··· RECORDS TO USE

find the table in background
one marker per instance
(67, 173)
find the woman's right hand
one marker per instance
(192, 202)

······

**THE PROBLEM**
Put every row above into a numbered list, omitting any blank lines.

**CORRECT RESULT**
1. find the table in background
2. one marker per instance
3. (67, 173)
4. find the woman's right hand
5. one marker per instance
6. (192, 202)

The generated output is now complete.